= Beginning of Section =
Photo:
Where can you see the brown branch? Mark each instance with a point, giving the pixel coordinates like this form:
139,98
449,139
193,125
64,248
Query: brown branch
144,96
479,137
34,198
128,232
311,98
= End of Section =
The whole listing should be copied verbatim.

• **Written response**:
Photo:
Where can you see the brown branch? Mark each instance with a point, giving the pixel coordinates like this form:
139,98
449,139
193,125
64,248
Query: brown branch
144,96
479,137
34,198
128,232
311,98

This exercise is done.